*Extract*:
▬▬▬
You are right...I get this...I guess this is why this affair crap is such a vicious circle...it is like I am still angry toward him over the EA's that I want to punish him. I realize that is wrong and like someone said if you choose to stay you have to let it go and move forward which is not easy.

I think too that I have always been the type of person that does not like to show my feelings unless it is anger..the counsellor last year picked up on that and said to me you are more comfortable with showing anger than love and affection and that is probably true. Who knows why:scratchhead:...my dad cheated on my mom and I remember my mom trying to get his affections and seeing her being rebuffed so maybe that stuck with me that why put yourself out like that because then it might not get reciprocated.


----------



## livinfree (Sep 7, 2012)

Hope1964 said:


> I am no dr but I find it highly suspicious that he still feels the effects of medication two years after the fact.............


Possible with SSRI's , my doc gave me Lexapro after my DDay and when I read about the side affects I threw the **** away and yes it can linger for a while and sometimes permanent.

Selective serotonin reuptake inhibitor - Wikipedia, the free encyclopedia


----------



## Dad&Hubby (Aug 14, 2012)

highwood said:


> You are right...I get this...I guess this is why this affair crap is such a vicious circle...it is like I am still angry toward him over the EA's that I want to punish him. I realize that is wrong and like someone said if you choose to stay you have to let it go and move forward which is not easy.
> 
> I think too that I have always been the type of person that does not like to show my feelings unless it is anger..the counsellor last year picked up on that and said to me you are more comfortable with showing anger than love and affection and that is probably true. Who knows why:scratchhead:...my dad cheated on my mom and I remember my mom trying to get his affections and seeing her being rebuffed so maybe that stuck with me that why put yourself out like that because then it might not get reciprocated.


Highwood,

I'm not a big fan of any spouse talking negatively about their spouse to someone else. It just leads to bad impressions. Negativity should be kept between spouses and worked through. So yes, I think your H crossed the line, he could've easily said, "It was business as usual" which is him "complaining" but not exactly throwing you under the bus.

On another issue, I was thinking something before you posted this and this post confirms it. It seems you keep your H starved of affection and love, but LOADED with anger and resentment. He will never develop those deep loving feelings for you that lead to fixing this problem if that's the case.


----------



## calmwinds (Dec 10, 2012)

I think men do tend to talk this way to eachother frequently, and since ED is a sensitive subject, it was just easier to place the blame elsewhere. It isn't right or pretty, but it's the truth. FWH has a buddy who also has back trouble. They were on the phone recently when buddy's wife drove up, and he suddenly had to get off the phone to pretend to be asleep in his chair so his wife wouldn't want to "get him" which is painful but he won't discuss it with her. Now my h frequently teases his buddy about his avoidance, saying, "Don't you have to go pretend to be asleep now? She's gonna get you!" I just think that's how some men speak to one another. It is sad that he couldn't just tell his friend the truth. It may not be very comforting, but at least you didn't overhear anything earth-shattering.


----------
▬▬▬
Records from a data collection:

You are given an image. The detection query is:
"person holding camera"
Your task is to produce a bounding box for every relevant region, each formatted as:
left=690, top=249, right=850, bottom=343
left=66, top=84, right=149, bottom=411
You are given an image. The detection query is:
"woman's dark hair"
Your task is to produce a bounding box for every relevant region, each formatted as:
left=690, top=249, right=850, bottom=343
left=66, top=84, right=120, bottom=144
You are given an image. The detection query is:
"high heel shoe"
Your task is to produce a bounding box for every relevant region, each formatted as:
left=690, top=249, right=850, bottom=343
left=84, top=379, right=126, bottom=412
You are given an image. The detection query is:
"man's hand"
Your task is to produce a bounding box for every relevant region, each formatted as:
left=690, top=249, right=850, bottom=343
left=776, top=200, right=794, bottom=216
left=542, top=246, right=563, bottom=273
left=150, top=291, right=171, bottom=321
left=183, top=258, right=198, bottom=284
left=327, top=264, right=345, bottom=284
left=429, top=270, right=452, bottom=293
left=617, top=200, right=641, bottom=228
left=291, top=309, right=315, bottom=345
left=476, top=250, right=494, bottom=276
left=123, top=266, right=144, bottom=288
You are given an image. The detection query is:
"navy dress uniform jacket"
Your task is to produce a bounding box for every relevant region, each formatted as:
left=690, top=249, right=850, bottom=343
▬▬▬
*List of tasks*:
**A)** In the forum thread, rewrite the passage that begins at the words "## calmwinds (Dec" and stops after "overhear anything earth-shattering.", substituting "pal" for "buddy" throughout.
**B)** In the forum thread, why does calmwinds consider that it was easier for the husband to place the blame elsewhere?
**C)** Answer the following questions on the forum thread:
(i) Which medication did livinfree's doctor prescribe after DDay?
(ii) According to the counsellor mentioned in the first post, what is the poster more comfortable showing than love and affection?
(iii) What statement does Dad&Hubby say the husband could easily have made instead?

*Responses for each task*:
**A)**
## calmwinds (Dec 10, 2012)

I think men do tend to talk this way to eachother frequently, and since ED is a sensitive subject, it was just easier to place the blame elsewhere. It isn't right or pretty, but it's the truth. FWH has a pal who also has back trouble. They were on the phone recently when pal's wife drove up, and he suddenly had to get off the phone to pretend to be asleep in his chair so his wife wouldn't want to "get him" which is painful but he won't discuss it with her. Now my h frequently teases his pal about his avoidance, saying, "Don't you have to go pretend to be asleep now? She's gonna get you!" I just think that's how some men speak to one another. It is sad that he couldn't just tell his friend the truth. It may not be very comforting, but at least you didn't overhear anything earth-shattering.

**B)** Calmwinds observes that men tend to talk to one another this way frequently. Since ED is a sensitive subject, it was easier for him to place the blame elsewhere.

**C)**
(i) Lexapro.
(ii) Anger.
(iii) "It was business as usual."